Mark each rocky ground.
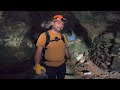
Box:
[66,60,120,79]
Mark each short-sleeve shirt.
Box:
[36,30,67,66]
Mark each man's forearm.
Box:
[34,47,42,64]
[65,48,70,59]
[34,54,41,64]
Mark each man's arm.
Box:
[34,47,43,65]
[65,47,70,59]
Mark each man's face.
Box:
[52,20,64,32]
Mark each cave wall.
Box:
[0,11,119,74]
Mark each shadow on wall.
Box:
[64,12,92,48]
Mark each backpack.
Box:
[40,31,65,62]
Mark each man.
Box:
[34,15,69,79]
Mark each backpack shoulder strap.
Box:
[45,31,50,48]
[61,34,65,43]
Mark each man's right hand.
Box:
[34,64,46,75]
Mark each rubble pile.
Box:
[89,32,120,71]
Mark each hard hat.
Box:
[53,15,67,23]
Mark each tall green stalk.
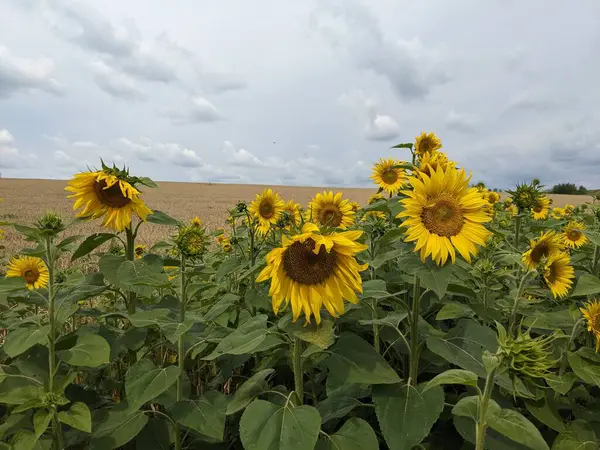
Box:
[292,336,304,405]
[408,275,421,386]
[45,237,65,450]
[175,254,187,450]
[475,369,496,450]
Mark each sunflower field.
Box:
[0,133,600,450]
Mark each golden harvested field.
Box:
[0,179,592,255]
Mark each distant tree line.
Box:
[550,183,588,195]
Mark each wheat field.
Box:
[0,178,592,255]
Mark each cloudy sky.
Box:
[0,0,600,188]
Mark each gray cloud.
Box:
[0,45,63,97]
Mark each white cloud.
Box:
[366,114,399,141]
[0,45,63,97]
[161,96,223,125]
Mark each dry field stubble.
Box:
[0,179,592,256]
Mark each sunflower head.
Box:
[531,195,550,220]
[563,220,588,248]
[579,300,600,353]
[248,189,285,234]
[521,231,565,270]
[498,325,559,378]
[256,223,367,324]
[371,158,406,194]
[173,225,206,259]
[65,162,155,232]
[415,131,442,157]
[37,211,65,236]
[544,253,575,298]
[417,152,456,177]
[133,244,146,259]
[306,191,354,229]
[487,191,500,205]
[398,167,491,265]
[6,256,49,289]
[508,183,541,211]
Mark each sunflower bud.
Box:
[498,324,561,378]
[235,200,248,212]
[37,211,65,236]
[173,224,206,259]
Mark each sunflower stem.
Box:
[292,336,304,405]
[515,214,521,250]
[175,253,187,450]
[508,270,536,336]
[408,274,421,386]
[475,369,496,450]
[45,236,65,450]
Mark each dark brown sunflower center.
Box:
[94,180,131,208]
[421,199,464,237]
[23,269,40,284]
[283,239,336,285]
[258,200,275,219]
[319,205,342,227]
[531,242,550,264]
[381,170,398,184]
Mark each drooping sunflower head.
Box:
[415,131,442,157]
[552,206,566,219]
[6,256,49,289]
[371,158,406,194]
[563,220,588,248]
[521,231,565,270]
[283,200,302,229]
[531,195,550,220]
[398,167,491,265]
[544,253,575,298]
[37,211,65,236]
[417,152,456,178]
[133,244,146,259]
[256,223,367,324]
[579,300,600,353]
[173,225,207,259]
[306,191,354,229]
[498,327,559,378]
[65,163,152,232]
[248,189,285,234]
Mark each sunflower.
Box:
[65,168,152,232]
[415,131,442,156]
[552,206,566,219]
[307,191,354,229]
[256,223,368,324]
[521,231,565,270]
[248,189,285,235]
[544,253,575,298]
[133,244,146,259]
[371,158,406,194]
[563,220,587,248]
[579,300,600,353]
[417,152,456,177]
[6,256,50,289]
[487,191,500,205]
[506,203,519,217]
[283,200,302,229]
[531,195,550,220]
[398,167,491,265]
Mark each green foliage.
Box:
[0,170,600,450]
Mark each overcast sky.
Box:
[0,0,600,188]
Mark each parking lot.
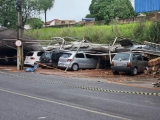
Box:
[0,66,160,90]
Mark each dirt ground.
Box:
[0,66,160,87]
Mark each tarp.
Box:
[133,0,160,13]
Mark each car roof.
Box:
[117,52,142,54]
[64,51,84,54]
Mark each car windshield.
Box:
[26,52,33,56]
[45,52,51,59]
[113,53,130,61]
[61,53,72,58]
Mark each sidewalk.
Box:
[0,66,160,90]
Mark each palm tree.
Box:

* _WHAT TO WORK ON_
Format every line of the items above as a numbered list, leaving out blank lines and the pictures.

* _CORRECT ANSWER_
1. Mark each rocky ground.
2. Box:
3. [66,60,120,79]
4. Mark each short-sleeve shirt.
5. Box:
6. [36,30,67,66]
7. Mark each man's forearm.
8. Box:
9. [34,47,42,64]
10. [65,48,70,59]
11. [34,54,41,64]
12. Mark each man's arm.
13. Box:
14. [34,47,43,65]
15. [65,47,70,59]
16. Mark each man's face.
17. Box:
18. [52,20,64,32]
19. Mark each cave wall.
20. Box:
21. [0,11,119,74]
22. Mark each shadow on wall.
23. Box:
24. [64,12,92,48]
25. Mark each backpack.
26. Box:
27. [40,31,65,62]
28. Mark each man.
29. Box:
30. [34,15,69,79]
31. Mark each backpack shoulder strap.
32. Box:
33. [45,31,50,48]
34. [61,34,65,43]
35. Mark each man's right hand.
36. Box:
37. [34,64,46,75]
38. Mark each rubble pile.
39. Box:
40. [89,32,120,71]
41. Mark each hard hat.
42. Box:
43. [53,15,67,23]
44. Mark each tall green stalk.
45. Box:
46. [292,336,304,405]
47. [408,275,421,386]
48. [45,237,65,450]
49. [175,254,187,450]
50. [475,369,496,450]
51. Mark each sunflower field.
52. Box:
53. [0,133,600,450]
54. Mark each golden harvested field.
55. Box:
56. [0,179,592,255]
57. Mark each distant tree line.
58. Box:
59. [550,183,588,195]
60. Mark each wheat field.
61. Box:
62. [0,178,592,255]
63. Mark each cloudy sky.
64. Box:
65. [0,0,600,188]
66. Mark each gray cloud.
67. Box:
68. [0,45,63,97]
69. Mark each white cloud.
70. Box:
71. [366,114,399,141]
72. [0,45,63,97]
73. [161,96,223,125]
74. Mark each dry field stubble.
75. Box:
76. [0,179,592,256]
77. Mark each sunflower head.
78. Box:
79. [531,195,550,220]
80. [563,220,588,248]
81. [579,300,600,353]
82. [248,189,285,234]
83. [521,231,565,270]
84. [498,325,559,378]
85. [256,223,367,324]
86. [371,158,406,194]
87. [173,225,206,259]
88. [65,162,155,232]
89. [415,131,442,157]
90. [37,211,65,236]
91. [544,253,575,298]
92. [417,152,456,177]
93. [133,244,146,259]
94. [306,191,354,229]
95. [487,191,500,205]
96. [398,167,491,265]
97. [6,256,49,289]
98. [508,183,541,211]
99. Mark each sunflower bud.
100. Box:
101. [498,324,561,378]
102. [235,200,248,212]
103. [37,211,65,236]
104. [173,224,206,259]
105. Mark each sunflower stem.
106. Box:
107. [292,336,304,405]
108. [515,214,521,250]
109. [175,253,187,450]
110. [508,270,536,336]
111. [408,274,421,386]
112. [475,369,496,450]
113. [45,236,65,450]
114. Mark each dark brown sunflower center.
115. Box:
116. [94,180,131,208]
117. [421,199,464,237]
118. [23,269,40,284]
119. [283,239,336,285]
120. [258,200,275,219]
121. [319,205,342,227]
122. [531,242,550,264]
123. [381,170,398,184]
124. Mark each drooping sunflower head.
125. Box:
126. [415,131,442,157]
127. [552,206,566,219]
128. [6,256,49,289]
129. [371,158,406,194]
130. [563,220,588,248]
131. [521,231,565,270]
132. [283,200,302,229]
133. [531,195,550,220]
134. [398,167,491,265]
135. [544,253,575,298]
136. [37,211,65,236]
137. [417,152,456,178]
138. [133,244,146,259]
139. [256,223,367,324]
140. [579,300,600,353]
141. [173,225,207,259]
142. [306,191,354,229]
143. [498,327,559,378]
144. [65,163,152,232]
145. [248,189,285,234]
146. Mark each sunflower.
147. Box:
148. [65,168,152,232]
149. [415,131,442,156]
150. [552,206,566,219]
151. [307,191,354,229]
152. [256,223,368,324]
153. [521,231,565,270]
154. [248,189,285,235]
155. [544,253,575,298]
156. [133,244,146,259]
157. [371,158,406,194]
158. [563,220,587,248]
159. [579,300,600,353]
160. [417,152,456,177]
161. [6,256,50,289]
162. [487,191,500,205]
163. [506,203,519,217]
164. [283,200,302,229]
165. [531,195,550,220]
166. [398,167,491,265]
167. Mark each green foliage.
168. Box:
169. [0,170,600,450]
170. Mark each overcast sky.
171. Box:
172. [0,0,600,188]
173. Mark each parking lot.
174. Box:
175. [0,66,160,90]
176. Mark each dirt ground.
177. Box:
178. [0,66,160,87]
179. Mark each tarp.
180. Box:
181. [133,0,160,13]
182. Mark each car roof.
183. Box:
184. [117,52,142,54]
185. [64,51,84,54]
186. Mark each car windshield.
187. Box:
188. [26,52,33,56]
189. [45,52,51,59]
190. [113,53,130,61]
191. [61,53,72,58]
192. Mark each sidewalk.
193. Box:
194. [0,66,160,90]
195. Mark each palm tree.
196. Box:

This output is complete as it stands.